**Supplied information**

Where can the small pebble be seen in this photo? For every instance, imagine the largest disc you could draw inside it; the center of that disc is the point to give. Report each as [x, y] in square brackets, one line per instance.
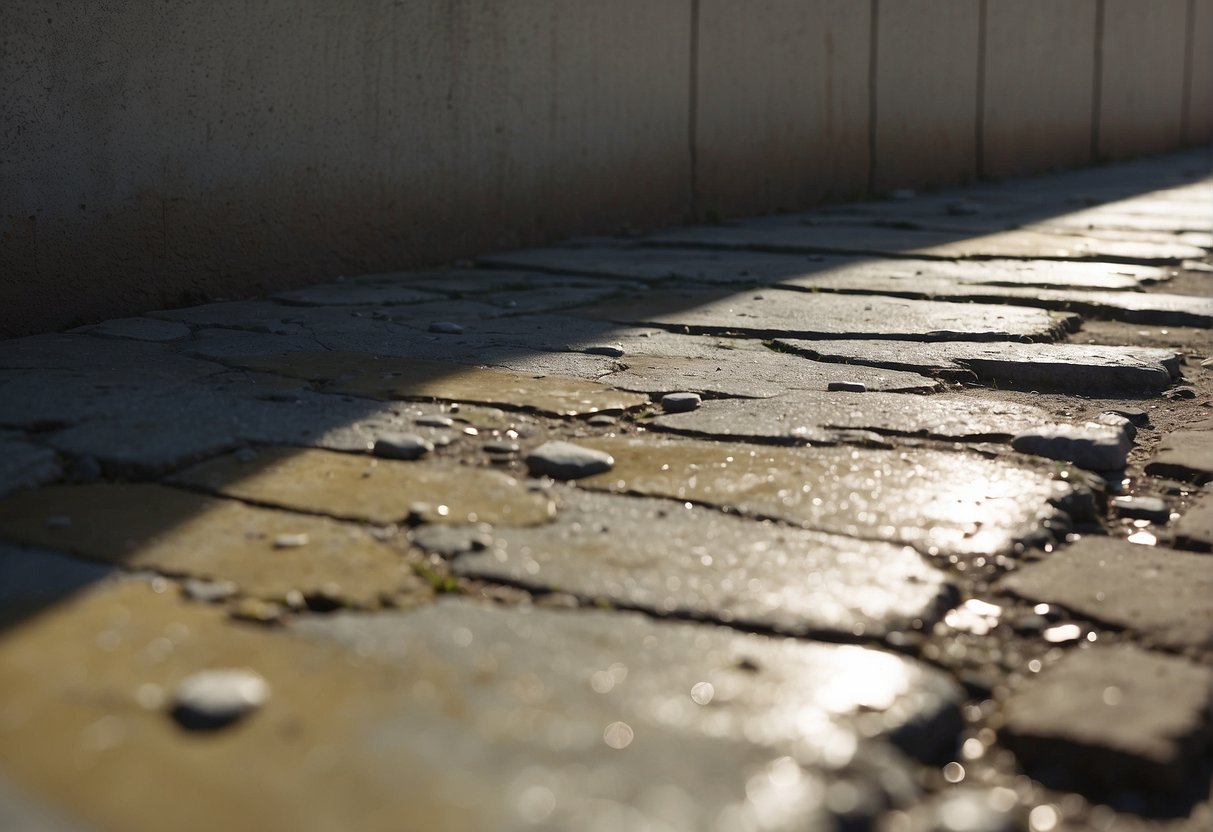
[1143, 508]
[681, 403]
[613, 351]
[208, 592]
[563, 460]
[216, 699]
[402, 446]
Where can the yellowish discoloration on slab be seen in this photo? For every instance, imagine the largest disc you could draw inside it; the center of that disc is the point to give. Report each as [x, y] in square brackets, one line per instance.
[74, 731]
[178, 533]
[941, 503]
[369, 489]
[413, 379]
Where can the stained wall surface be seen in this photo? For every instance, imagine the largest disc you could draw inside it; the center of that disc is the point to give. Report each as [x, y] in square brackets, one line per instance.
[159, 153]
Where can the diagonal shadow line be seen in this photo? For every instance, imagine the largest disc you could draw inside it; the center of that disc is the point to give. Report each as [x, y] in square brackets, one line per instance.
[398, 331]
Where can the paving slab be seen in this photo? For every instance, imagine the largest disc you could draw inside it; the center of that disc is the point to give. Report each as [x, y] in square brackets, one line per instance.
[140, 329]
[1109, 719]
[1063, 366]
[1159, 594]
[1185, 455]
[758, 267]
[403, 379]
[943, 503]
[267, 553]
[461, 718]
[364, 488]
[790, 235]
[826, 417]
[755, 375]
[1195, 526]
[676, 559]
[24, 465]
[34, 579]
[774, 313]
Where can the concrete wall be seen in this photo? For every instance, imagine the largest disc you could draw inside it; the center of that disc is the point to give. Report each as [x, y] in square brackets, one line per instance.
[161, 152]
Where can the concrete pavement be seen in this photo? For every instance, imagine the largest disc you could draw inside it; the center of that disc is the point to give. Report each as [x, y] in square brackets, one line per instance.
[881, 574]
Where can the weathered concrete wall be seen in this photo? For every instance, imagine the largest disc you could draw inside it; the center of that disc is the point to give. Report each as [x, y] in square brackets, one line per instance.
[1038, 83]
[160, 152]
[781, 104]
[927, 63]
[1142, 77]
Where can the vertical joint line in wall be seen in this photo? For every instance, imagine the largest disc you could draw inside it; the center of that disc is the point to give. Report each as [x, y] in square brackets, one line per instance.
[1185, 104]
[979, 120]
[1097, 86]
[693, 110]
[872, 43]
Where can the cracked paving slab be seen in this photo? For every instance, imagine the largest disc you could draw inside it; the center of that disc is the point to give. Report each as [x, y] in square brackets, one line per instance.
[753, 375]
[1195, 528]
[757, 267]
[405, 379]
[1185, 455]
[784, 234]
[831, 417]
[671, 558]
[943, 503]
[462, 717]
[365, 488]
[24, 465]
[775, 313]
[1066, 366]
[1159, 594]
[183, 534]
[1115, 719]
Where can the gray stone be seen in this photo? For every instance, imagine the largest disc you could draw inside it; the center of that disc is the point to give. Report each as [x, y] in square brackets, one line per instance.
[821, 417]
[445, 328]
[1066, 366]
[140, 329]
[1185, 455]
[563, 460]
[216, 699]
[24, 465]
[609, 719]
[1092, 445]
[402, 446]
[209, 592]
[1195, 526]
[681, 403]
[804, 314]
[673, 558]
[1160, 594]
[1114, 719]
[1142, 508]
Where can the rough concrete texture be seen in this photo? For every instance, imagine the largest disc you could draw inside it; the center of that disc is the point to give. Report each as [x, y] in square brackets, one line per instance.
[1155, 592]
[832, 596]
[1061, 366]
[1095, 721]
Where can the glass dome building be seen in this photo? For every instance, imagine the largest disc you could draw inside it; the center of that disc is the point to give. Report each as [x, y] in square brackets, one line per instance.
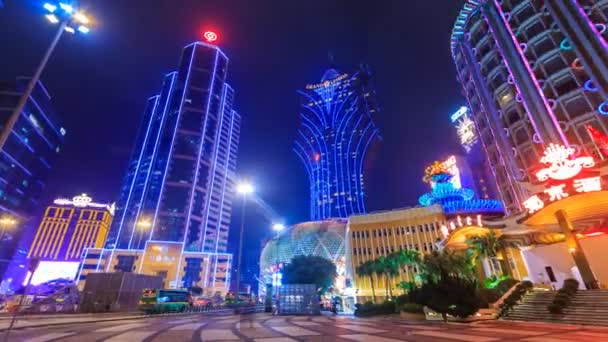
[326, 239]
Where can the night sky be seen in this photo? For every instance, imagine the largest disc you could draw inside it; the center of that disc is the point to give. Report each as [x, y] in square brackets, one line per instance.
[100, 83]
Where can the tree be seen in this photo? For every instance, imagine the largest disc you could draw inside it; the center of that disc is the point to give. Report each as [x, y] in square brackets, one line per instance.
[449, 284]
[408, 257]
[389, 267]
[450, 294]
[367, 269]
[310, 270]
[436, 264]
[487, 247]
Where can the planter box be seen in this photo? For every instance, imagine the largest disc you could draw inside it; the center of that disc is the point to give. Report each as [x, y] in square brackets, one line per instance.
[412, 316]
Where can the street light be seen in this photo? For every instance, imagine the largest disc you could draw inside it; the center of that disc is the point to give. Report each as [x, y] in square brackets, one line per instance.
[278, 227]
[70, 19]
[244, 189]
[6, 222]
[142, 225]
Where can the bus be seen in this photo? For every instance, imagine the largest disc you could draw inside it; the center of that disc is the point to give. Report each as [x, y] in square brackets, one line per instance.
[165, 300]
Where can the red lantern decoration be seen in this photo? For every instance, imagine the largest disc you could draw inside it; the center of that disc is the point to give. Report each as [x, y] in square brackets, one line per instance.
[600, 139]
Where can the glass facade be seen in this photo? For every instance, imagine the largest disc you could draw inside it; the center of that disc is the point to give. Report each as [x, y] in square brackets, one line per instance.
[336, 131]
[26, 158]
[181, 175]
[534, 72]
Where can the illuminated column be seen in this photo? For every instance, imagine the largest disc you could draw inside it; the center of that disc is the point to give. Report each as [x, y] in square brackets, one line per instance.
[585, 38]
[528, 89]
[575, 249]
[504, 263]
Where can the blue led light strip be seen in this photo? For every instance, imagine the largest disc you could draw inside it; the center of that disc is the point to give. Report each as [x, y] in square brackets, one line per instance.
[135, 176]
[198, 159]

**Work required**
Switch every "photo" in the records to "image" and repeat the records with nothing else changed. Omit the pictures from your answer.

**Answer below**
Where can the small pebble be seen in this image? For every instance, imagine the largest disc you could draw inside it; the center of that disc is the point to give. Report each as [x, y] in square brackets, one line per instance.
[1143, 508]
[681, 403]
[613, 351]
[208, 592]
[563, 460]
[216, 699]
[402, 446]
Where can the yellowish discoloration on slab be seen in this image? For every instance, imagine the largest disc you could draw inside it; the center of that disc is the point to give. Report each as [x, y] in square brackets, one line per instance.
[74, 731]
[178, 533]
[941, 503]
[369, 489]
[413, 379]
Where can the stained wall surface be seen in this image? For every instance, imagine the largest disc you could draw inside it; the center of that disc is the point to give. Report each as [x, y] in square brackets, one line per instance.
[159, 153]
Where can the diagonal shadow line be seen in this image? For every instance, imagine the largest disc you could draw inside it; the center of that disc is the point to give. Report each as [x, y] in square brackets, one line per instance.
[398, 331]
Where can the paving slab be seen in this image? For every instance, imagine the largest disc you could draw inside it; the center of that disc is the point to give. Report each as [x, y] in square brackets, one line per instance.
[140, 329]
[1109, 719]
[1063, 366]
[1159, 594]
[1185, 455]
[758, 267]
[403, 379]
[943, 503]
[267, 553]
[461, 718]
[364, 488]
[790, 235]
[826, 417]
[755, 375]
[1195, 526]
[676, 559]
[24, 465]
[34, 579]
[774, 313]
Where can the concrete wall be seen in this image? For every instance, imagine the largest disc you could draw inside it; the center of that disc is the point to give. Report each as [x, y] in square brackets, one line per instance.
[161, 152]
Where can the concrete pavement be seen in this image? For every instance, imagine the largest disc you could draw inside it; the center of that disc is the point to give. Report each as [x, y] in square brackets, one line per instance.
[881, 574]
Where can the weathered concrete wall be seen in this image? For every instance, imagine the largest disc you could draw inside it; the center of that disc is the point to give. Report each as [x, y] in square brackets, one line per instance.
[1038, 83]
[160, 152]
[781, 104]
[927, 63]
[1142, 77]
Where can the vertical joint line in wall be seen in this image? For every instance, imagine the largest disc you could draw inside it; the center of that disc is the point to give. Report each as [x, y] in square brackets, one line per instance.
[1185, 104]
[979, 120]
[1097, 86]
[693, 110]
[872, 43]
Where can the cracked paving slab be seen in this image? For every instance, imagine the largest disc you could draw inside it; the center of that disc is the point to give. Report each as [x, y] in square brackets, one line per instance.
[753, 375]
[1195, 528]
[757, 267]
[405, 379]
[1185, 455]
[784, 234]
[831, 417]
[671, 558]
[943, 503]
[462, 717]
[365, 488]
[24, 465]
[775, 313]
[1066, 366]
[1159, 594]
[183, 534]
[1115, 719]
Where can the gray stone be seen in this image? For every instance, imagine the largest disc you could draw inside it; the center of that disc is the point to give. Report each as [x, y] in square brackets, one line per instance.
[821, 417]
[445, 328]
[1066, 366]
[140, 329]
[1185, 455]
[563, 460]
[216, 699]
[24, 465]
[609, 719]
[1092, 445]
[402, 446]
[209, 592]
[1195, 526]
[681, 403]
[804, 314]
[673, 558]
[1160, 594]
[1114, 719]
[1142, 508]
Where can the rough concrete texture be seen in this image? For every instance, imagine the largest disc you could draw inside it; the center of that disc is the point to give. Report each as [x, y] in square brackets, one line per instance.
[1155, 592]
[832, 596]
[1061, 366]
[1095, 721]
Where can the glass dome building be seen in this image? For every instance, imagine the largest disc you could draw inside it; the center of that disc is the point to give. Report each as [x, y] in square brackets, one line per instance.
[326, 239]
Where can the night sky be seen in this image? For every instance, imagine the largest disc you could draw inside it; the center of that disc is the point to give. Report each as [x, y] in square brackets, one line per instance.
[100, 83]
Where can the tree be seen in this image? For every instance, imagine the largest disc you could draw inside it; the center of that disc is the point to give. Report each as [x, y] in square brackets, one line per instance.
[449, 284]
[408, 257]
[389, 267]
[450, 294]
[367, 269]
[310, 270]
[436, 264]
[487, 247]
Where can the planter box be seen in this image? For every instance, imagine the largest disc you could draw inside it; the center of that disc is the point to give. Report each as [x, y] in square brackets, one line per instance.
[412, 316]
Where can the street light be seen in this image? For every instance, imagine the largest disc you could draw inside it; the center of that disc is the point to give. Report each as [x, y] in square brackets, one line per instance.
[278, 227]
[70, 19]
[244, 189]
[6, 222]
[142, 225]
Where can the bus be seen in this image? For every instance, imagine the largest disc you could draw inside it; the center of that disc is the point to give. Report each as [x, y] in square brackets, one line per instance.
[165, 300]
Where can the red lantern decoration be seen in this image? For every instance, imagine the largest disc you could draw inside it; the center of that disc is the point to give. Report each as [x, y] in square brackets, one line per instance.
[600, 139]
Where can the glass facade be seen in this image? For every instance, imagine the largest disc you could draw inside it; the center of that disc is the point to give. Report each as [x, y] in square brackets, one line per instance.
[336, 131]
[26, 158]
[181, 175]
[534, 72]
Where can the illuminated column be seen in this image? For every instance, imagine the largest disc you could draw inside it; the center of that disc is the point to give. Report each as [x, y] in square brackets, one line per instance.
[585, 38]
[528, 89]
[575, 249]
[504, 263]
Where can the blue led light strip be seen in this image? For every instance, imagine the largest disc you could draw inside it; the center of that disc is the point to give. Report each as [x, y] in square brackets, one line per instance.
[135, 176]
[198, 159]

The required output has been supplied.